Em seu livro “Autocracia S.A.”, a jornalista e historiadora Anne Applebaum se dedica a um ofício necessário: revelar as redes visíveis e as subterrâneas que conectam as autocracias entre si e o mundo democrático.
As frentes em disputa são múltiplas: política, econômica, militar, informacional. A autora não se furta a revelar os desafios, em especial, aqueles ligados ao subterrâneo. Não hesita em nomear lavanderias de dinheiro que fizeram a ponte entre o mundo autocrático e democrático nem o que chama de “lavanderias de informações”. Há uma linha que liga as empresas Xinhua, da China, Telesur, da Venezuela, HispanTV, do Irã, e RT, da Rússia, argumenta ela.
Mais: honrando sua formação, ela historiciza acordos sub-reptícios e negociatas entre o mundo democrático e autocrático; então, é possível localizar temporalmente várias das tramas espúrias que naturalizamos hoje em dia.
Para tanto, ajuda seu currículo heterodoxo entre a academia e o jornalismo americano, os corredores do poder do Norte Global (seu marido é hoje ministro das Relações Exteriores da Polônia e já foi membro do Parlamento Europeu) e a curiosidade indefectível, digna de qualquer intelectual que chegou a seu nível de reconhecimento.
O livro, no entanto, padece de graves falhas de diagnóstico, que poderiam passar batidas a uma passada de olhos seduzidos por sua escrita formidável. Uma delas é a omissão de alguns países relevantes nesse mosaico, notadamente de Israel. Applebaum omite o papel que a exportação de sua tecnologia de vigilância e balística, por exemplo, tem na confecção de teias autoritárias hoje.
Essa omissão, porém, é apenas sintoma de um problema maior: a dificuldade da autora em atribuir agência aos desmandos autocráticos diagnosticados —para além de nomear um par de empresas corruptas e as cartas de sempre, como Putin e Trump.
“Autocracia S.A.” é o epítome dessa falha. O nome, segundo a autora, serve para demarcar que os líderes autocráticos agem em conjunto para manter sua riqueza pessoal e seu poder.
Embora se pretenda literal, ele esconde muitos dos atores político-econômicos responsáveis pelas ameaças às democracias: são eles só os líderes de autocracias? Também os governos democráticos tolerantes e as empresas ocidentais cegas à origem do dinheiro que manipulam? E os cidadãos comuns que compartilham factoides?

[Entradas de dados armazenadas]
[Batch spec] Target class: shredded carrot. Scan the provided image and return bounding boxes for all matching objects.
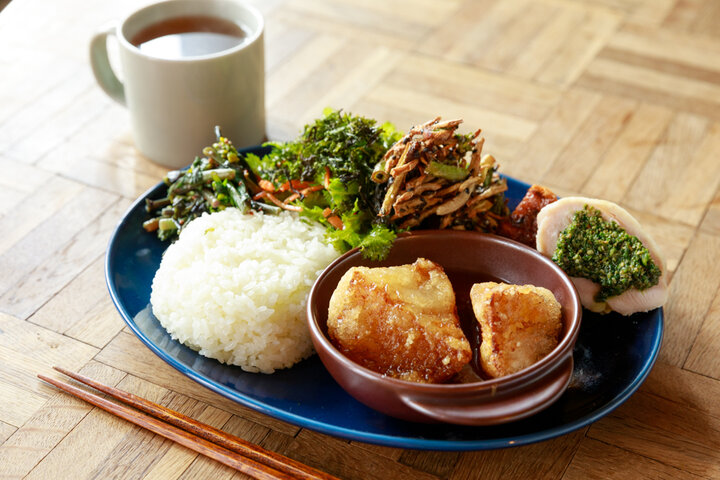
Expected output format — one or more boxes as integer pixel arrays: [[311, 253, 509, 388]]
[[300, 185, 325, 195], [265, 192, 302, 212], [278, 180, 310, 192], [328, 215, 345, 230], [283, 193, 300, 205], [258, 178, 275, 193]]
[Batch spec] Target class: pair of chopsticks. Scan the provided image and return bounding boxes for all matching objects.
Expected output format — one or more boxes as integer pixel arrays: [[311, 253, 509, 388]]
[[38, 367, 338, 480]]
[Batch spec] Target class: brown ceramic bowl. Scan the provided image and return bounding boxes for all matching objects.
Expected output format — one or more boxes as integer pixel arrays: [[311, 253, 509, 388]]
[[308, 230, 582, 425]]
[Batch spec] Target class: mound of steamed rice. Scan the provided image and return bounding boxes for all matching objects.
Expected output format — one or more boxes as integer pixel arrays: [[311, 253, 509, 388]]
[[150, 208, 338, 373]]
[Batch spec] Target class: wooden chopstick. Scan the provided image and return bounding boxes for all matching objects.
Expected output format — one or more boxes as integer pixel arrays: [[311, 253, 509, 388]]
[[38, 367, 337, 480]]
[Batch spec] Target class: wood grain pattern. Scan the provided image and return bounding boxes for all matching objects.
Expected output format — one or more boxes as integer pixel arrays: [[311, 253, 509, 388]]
[[0, 0, 720, 480]]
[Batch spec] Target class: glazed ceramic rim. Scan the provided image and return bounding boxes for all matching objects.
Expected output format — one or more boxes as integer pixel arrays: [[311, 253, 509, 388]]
[[307, 230, 582, 395]]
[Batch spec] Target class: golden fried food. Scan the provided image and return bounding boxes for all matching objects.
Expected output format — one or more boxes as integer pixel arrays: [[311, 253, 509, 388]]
[[327, 258, 472, 383], [470, 282, 562, 378]]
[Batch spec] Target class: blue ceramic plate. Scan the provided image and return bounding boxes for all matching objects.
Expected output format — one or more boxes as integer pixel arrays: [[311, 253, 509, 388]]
[[105, 145, 663, 450]]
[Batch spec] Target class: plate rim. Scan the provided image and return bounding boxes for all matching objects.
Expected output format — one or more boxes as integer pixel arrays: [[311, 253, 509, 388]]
[[104, 146, 664, 451]]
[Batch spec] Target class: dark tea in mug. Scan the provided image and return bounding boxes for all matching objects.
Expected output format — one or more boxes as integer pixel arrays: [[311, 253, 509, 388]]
[[130, 15, 247, 59]]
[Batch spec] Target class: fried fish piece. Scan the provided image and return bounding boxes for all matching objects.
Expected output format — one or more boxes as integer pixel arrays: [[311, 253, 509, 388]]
[[327, 258, 472, 383], [470, 282, 563, 378]]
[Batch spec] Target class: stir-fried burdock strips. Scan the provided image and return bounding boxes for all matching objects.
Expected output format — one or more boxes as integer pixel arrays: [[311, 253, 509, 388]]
[[372, 117, 509, 232], [497, 185, 557, 248]]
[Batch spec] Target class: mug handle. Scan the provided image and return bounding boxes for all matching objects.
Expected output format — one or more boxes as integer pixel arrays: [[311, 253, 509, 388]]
[[90, 25, 126, 105]]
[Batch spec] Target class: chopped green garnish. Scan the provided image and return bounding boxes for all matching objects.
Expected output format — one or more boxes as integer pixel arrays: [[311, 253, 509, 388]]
[[425, 160, 470, 182], [552, 205, 662, 302]]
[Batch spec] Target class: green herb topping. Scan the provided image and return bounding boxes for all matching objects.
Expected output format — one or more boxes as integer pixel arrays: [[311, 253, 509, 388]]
[[552, 205, 662, 302], [247, 109, 401, 260]]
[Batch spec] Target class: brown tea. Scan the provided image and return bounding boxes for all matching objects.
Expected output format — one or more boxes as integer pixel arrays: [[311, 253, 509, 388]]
[[130, 15, 247, 59]]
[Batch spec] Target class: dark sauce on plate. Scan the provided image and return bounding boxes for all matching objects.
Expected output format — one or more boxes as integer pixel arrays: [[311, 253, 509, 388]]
[[130, 15, 247, 59]]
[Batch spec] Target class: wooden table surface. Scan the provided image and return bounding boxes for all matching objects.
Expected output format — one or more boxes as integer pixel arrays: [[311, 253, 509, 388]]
[[0, 0, 720, 480]]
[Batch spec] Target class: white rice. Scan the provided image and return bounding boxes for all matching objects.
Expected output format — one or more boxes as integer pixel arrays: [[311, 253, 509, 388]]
[[150, 208, 338, 373]]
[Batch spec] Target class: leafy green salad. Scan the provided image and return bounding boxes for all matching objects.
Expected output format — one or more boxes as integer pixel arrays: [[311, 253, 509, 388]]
[[143, 109, 506, 260]]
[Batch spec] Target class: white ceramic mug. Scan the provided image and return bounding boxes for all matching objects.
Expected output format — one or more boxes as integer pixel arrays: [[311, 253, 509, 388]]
[[90, 0, 265, 168]]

### Tarefa
Reproduza fielmente o trecho da resenha sobre o livro “Autocracia S.A.” que vai de “As frentes em” até “Rússia, argumenta ela.”, inclusive.

### Solução
As frentes em disputa são múltiplas: política, econômica, militar, informacional. A autora não se furta a revelar os desafios, em especial, aqueles ligados ao subterrâneo. Não hesita em nomear lavanderias de dinheiro que fizeram a ponte entre o mundo autocrático e democrático nem o que chama de “lavanderias de informações”. Há uma linha que liga as empresas Xinhua, da China, Telesur, da Venezuela, HispanTV, do Irã, e RT, da Rússia, argumenta ela.